**Exercise brief**
From the article below on the Dickinsonia fossil, quote everything from "The Ediacaran Period" down to "actually looked like." word for word.

**Extract**
-=-=-
The discovery of the fat confirms that the creature, dubbed "Dickinsonia," is the Earth's earliest known animal, according to the paper.
'The Holy Grail of paleontology'
"Scientists have been fighting for more than 75 years" over the nature of these "bizarre fossils," said associate professor Jochen Brocks from the Australian National University Research School of Earth Sciences.
"The fossil fat now confirms Dickinsonia as the oldest known animal fossil, solving a decades-old mystery that has been the Holy Grail of paleontology."
The creature was part of the Ediacara Biota that lived on Earth during a time when bacteria dominated, between 542-635 million years ago.
The Ediacaran Period came about 20 million years before modern animal life — a period known as the Cambrian explosion.
But scientists are still unsure what Dickinsonia actually looked like.
"We have no clue," Brocks told news agency AP. "We do know it was soft and flexible … Maybe like a slug, but less watery than a jellyfish," he added.
Previous research had also pointed in the direction of the fossils having being made by an animal.
In September 2017, British researchers said they were certain it was an animal, based on a study of multiple fossils. In 2015, another team of researchers concluded that it was a relatively advanced type of animal because of the way its body grew differently than plants or mushrooms.
-=-=-
**Dataset entries**
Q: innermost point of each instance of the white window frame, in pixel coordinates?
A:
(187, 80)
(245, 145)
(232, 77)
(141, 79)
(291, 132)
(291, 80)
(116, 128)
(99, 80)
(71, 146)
-=-=-
**Solution to this task**
The Ediacaran Period came about 20 million years before modern animal life — a period known as the Cambrian explosion.
But scientists are still unsure what Dickinsonia actually looked like.